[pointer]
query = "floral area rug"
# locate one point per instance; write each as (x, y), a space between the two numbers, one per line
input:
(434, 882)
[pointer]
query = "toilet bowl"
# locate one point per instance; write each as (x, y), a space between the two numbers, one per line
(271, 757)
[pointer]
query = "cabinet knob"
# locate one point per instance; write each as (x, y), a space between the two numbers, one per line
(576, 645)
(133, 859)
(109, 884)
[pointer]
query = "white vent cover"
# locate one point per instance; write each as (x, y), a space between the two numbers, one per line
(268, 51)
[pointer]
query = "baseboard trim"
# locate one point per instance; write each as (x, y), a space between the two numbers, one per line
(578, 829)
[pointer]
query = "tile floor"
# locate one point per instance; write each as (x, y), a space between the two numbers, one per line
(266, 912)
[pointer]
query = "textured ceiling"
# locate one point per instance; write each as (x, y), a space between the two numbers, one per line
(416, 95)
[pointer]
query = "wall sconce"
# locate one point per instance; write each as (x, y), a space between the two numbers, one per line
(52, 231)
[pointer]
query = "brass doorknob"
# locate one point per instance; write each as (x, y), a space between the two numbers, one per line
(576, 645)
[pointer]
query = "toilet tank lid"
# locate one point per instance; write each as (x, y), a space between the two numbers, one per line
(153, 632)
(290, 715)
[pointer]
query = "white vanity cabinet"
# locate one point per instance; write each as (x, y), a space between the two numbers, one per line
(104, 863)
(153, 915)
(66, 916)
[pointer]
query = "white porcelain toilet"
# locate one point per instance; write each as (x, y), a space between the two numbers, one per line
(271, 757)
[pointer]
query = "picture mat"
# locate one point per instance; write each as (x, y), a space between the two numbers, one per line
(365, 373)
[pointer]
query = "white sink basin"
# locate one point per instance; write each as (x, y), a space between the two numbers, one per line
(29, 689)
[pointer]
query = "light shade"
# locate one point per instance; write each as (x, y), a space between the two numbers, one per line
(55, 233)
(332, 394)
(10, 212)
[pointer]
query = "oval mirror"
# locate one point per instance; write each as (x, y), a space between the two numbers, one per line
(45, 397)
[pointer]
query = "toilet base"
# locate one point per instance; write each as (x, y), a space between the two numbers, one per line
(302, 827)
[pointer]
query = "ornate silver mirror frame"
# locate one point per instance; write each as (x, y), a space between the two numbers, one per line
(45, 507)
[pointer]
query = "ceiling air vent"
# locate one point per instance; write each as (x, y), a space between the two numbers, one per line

What you will do: Pick out every line in the rows above that contains the word "mirror" and copy each one.

Exercise output:
query = "oval mirror"
query = "ornate silver mirror frame"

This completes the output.